--- START SELECTION ---
London Computational Solutions

High order accurate CFD

More physics and a deeper insight

High order offers more resolution

In the image above we capture the vortex roll-up on a NACA0012 wing tip section. Because of the high resolution, we can see in the detail of the boundary layer flow over the main body of the wing the small scale structures reflected in this plot of helicity. Detail like this is atypical in CFD, as most CFD is undertaken at second order and deploys a single or two equation turbulence closure model. In this simulation we used a 6th order simulation without any turbulence modelling apart from a sub grid scale viscosity model. While for many industrial applications the lower order methods meet engineering requirements, there is an increasing demand from industry for higher fidelity simulations to provide more insight and understanding of their flow regimes. In the image above, we see a small counter-rotating structure (shown in yellow) wrapped around the main vortex downstream of the trailing edge of the aerofoil which is not seen in the second order simulations.

Spectral elements

The numerical approach

Our director Spencer Sherwin is a world expert in spectral/hp methods illustrated in the picture above where in the triangular map we can see linear finite elements resolving the geometry (the geography of the Britain and Ireland) but by applying high order polynomial bases on each element we can resolve complex features. Spencer has been developing this technology for the last 20 years and deployed it successfully on complex industrial geometries including jet aircraft and Formula 1 racing cars, which has included solving the challenge of creating high order meshes.

In the video below, we compare an exact solution, a refined second order solution (N=128, P=1) typical of conventional finite volume method (FVM) but actually using a DG technique which is more accurate than FVM, a coarser mesh but with a higher order polynomial P order (N=32,P=3) and a very coarse mesh with an 8th order polynomial (N=8,P=8).

Running the simulation for 5 seconds physical time we see that in the low order method (N=128, P=1) the vortex has effectively disappeared. The coarser mesh (N=32, P=3) with third order polynomial does clearly show the presence of the vortex but the peak is somewhat dissipated. But the message we want to convey is that by far the coarsest mesh (N=8, P=8), with an eighth order polynomial, provides the best representation of the vortex, demonstrating the power of the spectral/hp method. Note these simulations have been designed to illustrate the technology, and in order to best capture the vortex an appropriate mix of mesh resolution and polynomial resolution (probably N=32, P=5) would be chosen.
--- END SELECTION ---
--- START GIVEN DATA ---
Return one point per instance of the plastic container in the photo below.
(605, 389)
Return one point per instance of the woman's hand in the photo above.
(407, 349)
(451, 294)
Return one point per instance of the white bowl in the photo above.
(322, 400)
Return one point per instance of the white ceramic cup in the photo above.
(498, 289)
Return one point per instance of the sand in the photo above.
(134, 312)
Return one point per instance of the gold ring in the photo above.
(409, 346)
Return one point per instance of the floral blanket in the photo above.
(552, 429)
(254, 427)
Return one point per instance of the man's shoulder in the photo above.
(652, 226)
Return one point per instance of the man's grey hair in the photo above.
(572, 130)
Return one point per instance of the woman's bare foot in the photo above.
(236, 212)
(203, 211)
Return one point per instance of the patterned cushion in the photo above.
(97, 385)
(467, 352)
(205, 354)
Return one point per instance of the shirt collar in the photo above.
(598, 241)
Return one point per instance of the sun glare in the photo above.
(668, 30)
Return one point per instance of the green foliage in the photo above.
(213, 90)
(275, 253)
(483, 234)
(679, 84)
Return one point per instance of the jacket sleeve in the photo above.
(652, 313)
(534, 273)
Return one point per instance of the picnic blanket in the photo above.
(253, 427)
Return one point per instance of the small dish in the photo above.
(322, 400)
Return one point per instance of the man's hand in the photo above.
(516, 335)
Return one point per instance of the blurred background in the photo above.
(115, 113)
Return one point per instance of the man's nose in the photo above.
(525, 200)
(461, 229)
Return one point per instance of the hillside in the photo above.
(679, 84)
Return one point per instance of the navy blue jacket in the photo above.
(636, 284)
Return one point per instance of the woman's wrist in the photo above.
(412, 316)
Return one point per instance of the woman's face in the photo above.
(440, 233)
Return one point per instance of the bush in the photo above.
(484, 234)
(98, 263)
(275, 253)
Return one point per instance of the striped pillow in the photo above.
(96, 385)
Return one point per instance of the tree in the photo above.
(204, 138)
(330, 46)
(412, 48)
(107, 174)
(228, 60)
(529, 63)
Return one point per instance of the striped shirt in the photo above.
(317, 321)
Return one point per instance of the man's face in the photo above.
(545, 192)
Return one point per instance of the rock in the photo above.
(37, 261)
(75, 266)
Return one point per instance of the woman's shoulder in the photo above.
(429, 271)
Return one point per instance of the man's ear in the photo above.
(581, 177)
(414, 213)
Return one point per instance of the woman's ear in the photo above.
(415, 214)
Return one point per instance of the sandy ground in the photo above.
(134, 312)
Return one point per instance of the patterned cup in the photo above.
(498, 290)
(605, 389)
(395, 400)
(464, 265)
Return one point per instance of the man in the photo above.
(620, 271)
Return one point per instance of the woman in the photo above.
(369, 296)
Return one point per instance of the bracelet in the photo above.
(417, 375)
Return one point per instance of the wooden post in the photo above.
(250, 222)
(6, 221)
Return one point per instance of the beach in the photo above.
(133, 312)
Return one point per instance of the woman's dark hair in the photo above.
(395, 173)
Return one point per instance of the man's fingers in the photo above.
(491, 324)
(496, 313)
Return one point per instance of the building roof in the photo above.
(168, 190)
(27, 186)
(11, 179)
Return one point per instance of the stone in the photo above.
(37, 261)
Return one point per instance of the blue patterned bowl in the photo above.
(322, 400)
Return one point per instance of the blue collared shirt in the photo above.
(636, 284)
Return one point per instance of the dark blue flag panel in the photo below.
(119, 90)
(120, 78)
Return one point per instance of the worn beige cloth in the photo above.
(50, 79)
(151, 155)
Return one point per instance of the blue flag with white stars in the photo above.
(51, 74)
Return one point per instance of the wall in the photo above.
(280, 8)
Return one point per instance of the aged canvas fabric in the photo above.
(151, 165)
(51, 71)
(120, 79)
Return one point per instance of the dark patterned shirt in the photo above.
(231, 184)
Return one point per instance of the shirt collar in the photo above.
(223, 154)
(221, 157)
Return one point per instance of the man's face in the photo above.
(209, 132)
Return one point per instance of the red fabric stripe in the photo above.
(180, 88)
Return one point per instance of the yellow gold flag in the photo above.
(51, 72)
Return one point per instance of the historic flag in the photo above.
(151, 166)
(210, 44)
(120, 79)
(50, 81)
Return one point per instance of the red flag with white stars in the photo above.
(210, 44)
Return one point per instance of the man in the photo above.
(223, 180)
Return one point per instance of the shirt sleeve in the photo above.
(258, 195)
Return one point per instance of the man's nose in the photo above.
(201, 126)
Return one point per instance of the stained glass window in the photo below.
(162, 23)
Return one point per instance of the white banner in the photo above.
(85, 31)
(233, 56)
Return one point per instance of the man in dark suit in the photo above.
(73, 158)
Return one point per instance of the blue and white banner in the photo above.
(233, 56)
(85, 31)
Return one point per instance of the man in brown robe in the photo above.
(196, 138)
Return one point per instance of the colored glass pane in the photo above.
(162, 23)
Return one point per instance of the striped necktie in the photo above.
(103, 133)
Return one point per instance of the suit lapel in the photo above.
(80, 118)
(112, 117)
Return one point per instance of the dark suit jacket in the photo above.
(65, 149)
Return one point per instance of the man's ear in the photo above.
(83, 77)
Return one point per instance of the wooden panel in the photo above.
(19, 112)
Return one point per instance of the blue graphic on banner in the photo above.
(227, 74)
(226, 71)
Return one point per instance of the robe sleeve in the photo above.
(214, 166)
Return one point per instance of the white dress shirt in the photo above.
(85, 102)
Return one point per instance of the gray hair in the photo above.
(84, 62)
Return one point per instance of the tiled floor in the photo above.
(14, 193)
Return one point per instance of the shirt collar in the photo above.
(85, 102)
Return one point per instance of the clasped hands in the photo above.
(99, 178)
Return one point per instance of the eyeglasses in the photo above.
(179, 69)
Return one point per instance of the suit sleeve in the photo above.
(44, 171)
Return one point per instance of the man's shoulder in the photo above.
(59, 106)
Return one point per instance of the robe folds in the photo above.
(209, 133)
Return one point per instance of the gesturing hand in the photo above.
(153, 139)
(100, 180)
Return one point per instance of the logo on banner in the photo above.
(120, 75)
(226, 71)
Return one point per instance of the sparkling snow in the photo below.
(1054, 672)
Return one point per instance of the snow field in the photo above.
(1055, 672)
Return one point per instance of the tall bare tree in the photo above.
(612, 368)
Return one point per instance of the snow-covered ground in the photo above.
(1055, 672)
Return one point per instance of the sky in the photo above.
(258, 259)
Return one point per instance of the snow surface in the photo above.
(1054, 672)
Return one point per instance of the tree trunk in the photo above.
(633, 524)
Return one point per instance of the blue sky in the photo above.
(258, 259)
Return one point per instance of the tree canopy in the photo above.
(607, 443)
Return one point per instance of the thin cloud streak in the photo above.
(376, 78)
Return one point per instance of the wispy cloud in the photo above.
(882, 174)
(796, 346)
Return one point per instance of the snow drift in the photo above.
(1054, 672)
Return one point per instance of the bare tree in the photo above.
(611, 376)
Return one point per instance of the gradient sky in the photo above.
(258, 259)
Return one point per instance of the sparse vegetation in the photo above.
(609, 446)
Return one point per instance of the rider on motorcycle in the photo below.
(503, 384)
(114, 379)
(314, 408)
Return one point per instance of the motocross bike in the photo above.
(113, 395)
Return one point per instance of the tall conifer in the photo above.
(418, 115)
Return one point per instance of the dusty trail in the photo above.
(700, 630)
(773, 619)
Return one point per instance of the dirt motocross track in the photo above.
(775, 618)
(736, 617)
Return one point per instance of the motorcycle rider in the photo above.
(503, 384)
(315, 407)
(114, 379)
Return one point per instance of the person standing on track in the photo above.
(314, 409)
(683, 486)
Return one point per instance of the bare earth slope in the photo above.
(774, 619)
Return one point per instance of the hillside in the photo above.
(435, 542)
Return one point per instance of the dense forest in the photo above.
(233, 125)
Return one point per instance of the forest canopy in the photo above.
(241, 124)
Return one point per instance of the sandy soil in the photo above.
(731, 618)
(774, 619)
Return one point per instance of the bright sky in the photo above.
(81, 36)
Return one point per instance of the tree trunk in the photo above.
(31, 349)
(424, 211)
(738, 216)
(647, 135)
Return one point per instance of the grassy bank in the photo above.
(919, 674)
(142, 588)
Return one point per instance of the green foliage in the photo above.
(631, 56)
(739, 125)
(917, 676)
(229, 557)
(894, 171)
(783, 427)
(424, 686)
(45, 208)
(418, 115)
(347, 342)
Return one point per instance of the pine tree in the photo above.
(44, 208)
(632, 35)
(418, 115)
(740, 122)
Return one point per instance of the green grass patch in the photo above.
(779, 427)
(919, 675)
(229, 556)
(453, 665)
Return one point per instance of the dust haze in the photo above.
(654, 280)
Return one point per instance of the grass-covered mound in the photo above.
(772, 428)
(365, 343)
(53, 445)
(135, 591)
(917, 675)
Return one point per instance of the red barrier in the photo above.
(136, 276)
--- END GIVEN DATA ---
WORK TO COMPLETE
**a)** In the high order CFD text, what order was the simulation of the NACA0012 wing tip section?
**b)** Using the high order CFD text, say whether each statement agrees with it, answering yes or no and quoting the deciding words: (i) Spencer Sherwin has worked on this technology for two decades. (ii) Second order simulations also show the small counter-rotating structure. (iii) After 5 seconds, the N=128, P=1 run still shows the vortex clearly.
**c)** Carry on the high order CFD text from its final sentence.

OUTPUTS FOR THE TASKS
**a)** It was a 6th order simulation.

**b)**
(i) Yes: "Spencer has been developing this technology for the last 20 years"
(ii) No: "which is not seen in the second order simulations"
(iii) No: "the vortex has effectively disappeared"

**c)**
Vortices near bump

Application to vortices

Here we see two counter rotating vortices approaching a depression (which causes a pressure rise) leading to a breakdown in both structures. Many aerodynamic applications, such a motor racing aerodynamics, involve the manipulation of vortices in the vicinity of geometry to manage other flow structures and exploit the low pressure in the core of a vortex to generate suction on a surface.

Vortices near hump

The same pair of counter rotating vortices are shown here approaching a bump, opposite in shape to the depression we looked at above, and we can see that the reduction in pressure ensures both vortices more successfully negotiate the obstacle. Performing simulations at this high a resolution affords us the opportunity to study the modes in the vortex and to analyse the stability of the structures providing insight to the aerodynamicist seeking to optimise the geometry.

In the video above we show a pair of co-rotating equal strength vortices being subjected to a noise source, and the resultant secondary instabilities of the vortices are accurately captured in the transient Nektar++ solution, illustrating the exceptional detail captured by the high order simulation approach.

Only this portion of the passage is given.